Summer_Science1.jpgKENT KRIEGSHAUSER/The Register-Mail

Emily Jackson, left, a Knox College incoming junior, helps two students with a robotics project at Knox during the Knox Summer Science Camp for girls.

Science in the spotlight

Knox College summer camp just for girls

Saturday, June 17, 2006

GALESBURG - Twelve junior high girls from Illinois, Missouri and Kansas turned in their cell phones and gave up instant messaging this week to build robots, analyze fingerprints, study sheep brains, catch bugs and howl at coyotes.

As participants in the second Girls Summer Science Camp at Knox College, the girls spent the week engaged in interdisciplinary, hands-on science projects in the college's science laboratories and at Green Oaks Biological Field Station.

Designed to expose young women to a variety of concepts and disciplines at an age when many start to lose interest in the sciences, the camp is a step toward closing the gender gap in fields where women are traditionally underrepresented.

"It catches everybody in some subject so they can carry that through the rest of junior high and into high school," said Emily Jackson, a teaching assistant at the camp who will be a junior at Knox College next year and is majoring in physics with a minor in math.

Mary Crawford, co-director of the camp and associate professor of chemistry at Knox College, said peer pressure is one reason why junior high girls turn away from the sciences.

◆ ◆ ◆ ◆ ◆ ◆ ◆

● Explore the material:
A – List the activities that the article about the Knox College girls' science camp says the girls did this week in place of using cell phones and instant messaging.
B – Please transcribe the article about the Knox College girls' science camp from "Saturday, June 17, 2006" up to and including "Biological Field Station.".

(Stored items from a collection)
◆ ◆ ◆ ◆ ◆ ◆ ◆

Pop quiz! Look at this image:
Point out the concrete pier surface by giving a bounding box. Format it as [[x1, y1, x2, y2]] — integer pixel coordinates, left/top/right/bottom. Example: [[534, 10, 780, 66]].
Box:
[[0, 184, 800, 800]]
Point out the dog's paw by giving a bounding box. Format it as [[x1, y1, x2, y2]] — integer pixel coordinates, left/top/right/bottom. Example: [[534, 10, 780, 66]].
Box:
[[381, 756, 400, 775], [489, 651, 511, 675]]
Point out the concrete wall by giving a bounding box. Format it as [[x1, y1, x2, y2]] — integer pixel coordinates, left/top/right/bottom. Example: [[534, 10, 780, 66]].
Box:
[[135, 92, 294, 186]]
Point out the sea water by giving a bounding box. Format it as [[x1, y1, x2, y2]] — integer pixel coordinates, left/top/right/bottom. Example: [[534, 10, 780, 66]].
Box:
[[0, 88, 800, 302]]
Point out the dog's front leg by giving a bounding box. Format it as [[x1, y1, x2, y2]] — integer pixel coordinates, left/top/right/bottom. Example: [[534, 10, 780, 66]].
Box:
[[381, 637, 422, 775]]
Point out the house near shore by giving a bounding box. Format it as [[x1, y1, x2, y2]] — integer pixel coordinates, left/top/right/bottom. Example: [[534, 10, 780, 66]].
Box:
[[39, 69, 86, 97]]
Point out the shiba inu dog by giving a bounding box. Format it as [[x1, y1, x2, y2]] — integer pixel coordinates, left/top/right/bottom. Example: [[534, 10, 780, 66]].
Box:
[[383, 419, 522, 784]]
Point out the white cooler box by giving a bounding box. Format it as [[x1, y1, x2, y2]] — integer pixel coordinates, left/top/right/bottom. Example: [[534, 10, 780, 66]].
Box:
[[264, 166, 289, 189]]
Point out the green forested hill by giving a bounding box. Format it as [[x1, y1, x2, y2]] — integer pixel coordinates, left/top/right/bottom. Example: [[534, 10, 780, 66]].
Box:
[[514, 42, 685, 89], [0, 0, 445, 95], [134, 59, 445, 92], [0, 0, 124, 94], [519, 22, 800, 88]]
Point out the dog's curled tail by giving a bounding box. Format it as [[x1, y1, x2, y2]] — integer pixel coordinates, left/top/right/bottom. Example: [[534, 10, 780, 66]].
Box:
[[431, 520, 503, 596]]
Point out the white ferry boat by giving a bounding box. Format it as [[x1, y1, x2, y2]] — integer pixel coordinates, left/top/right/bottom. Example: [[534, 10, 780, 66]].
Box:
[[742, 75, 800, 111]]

◆ ◆ ◆ ◆ ◆ ◆ ◆

● Outputs by task:
A –
- build robots
- analyze fingerprints
- study sheep brains
- catch bugs
- howl at coyotes

B –
Saturday, June 17, 2006

GALESBURG - Twelve junior high girls from Illinois, Missouri and Kansas turned in their cell phones and gave up instant messaging this week to build robots, analyze fingerprints, study sheep brains, catch bugs and howl at coyotes.

As participants in the second Girls Summer Science Camp at Knox College, the girls spent the week engaged in interdisciplinary, hands-on science projects in the college's science laboratories and at Green Oaks Biological Field Station.